## Deine Aufgabe
Beantworte zum Text über Behandlungsteams bei Brustkrebs diese Fragen:
(a) Um wie viel Prozent sank die Brustkrebsmortalität nach fünf Jahren?
(b) In welcher Zeitschrift ist die Studie erschienen?
(c) In welchem Jahr wurde rund um Glasgow die Arbeit in multidisziplinären Teams eingeführt?

## Text zum Prüfen
※ ※ ※

Die Einführung von multidisziplinären Behandlungsteams für Brustkrebspatientinnen war assoziiert mit einer Senkung der Brustkrebsmortalität um 18 Prozent nach fünf Jahren, die Gesamtmortalität um elf Prozent, verglichen mit den in der gleichen Zeitperiode behandelten Patientinnen benachbarter Spitäler ohne Einführung dieser Teams. Das zeigt eine retrospektive Studie, die im British Medical Journal erschienen ist und zwei verschiedene Regionen in Schottland vergleicht: Eine rund um Glasgow, wo 1995 das Arbeiten in multidisziplinären Teams in fünf Spitälern eingeführt wurde. Als Vergleich wurden Spitäler in Westschottland herangezogen, die diese Teams nicht einführten.

※ ※ ※

## Vorliegende Daten
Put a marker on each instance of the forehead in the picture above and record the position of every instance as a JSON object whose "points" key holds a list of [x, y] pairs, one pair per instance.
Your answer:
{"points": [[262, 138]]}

※ ※ ※

## Die Antwort
(a) Um 18 Prozent.
(b) Im British Medical Journal.
(c) 1995.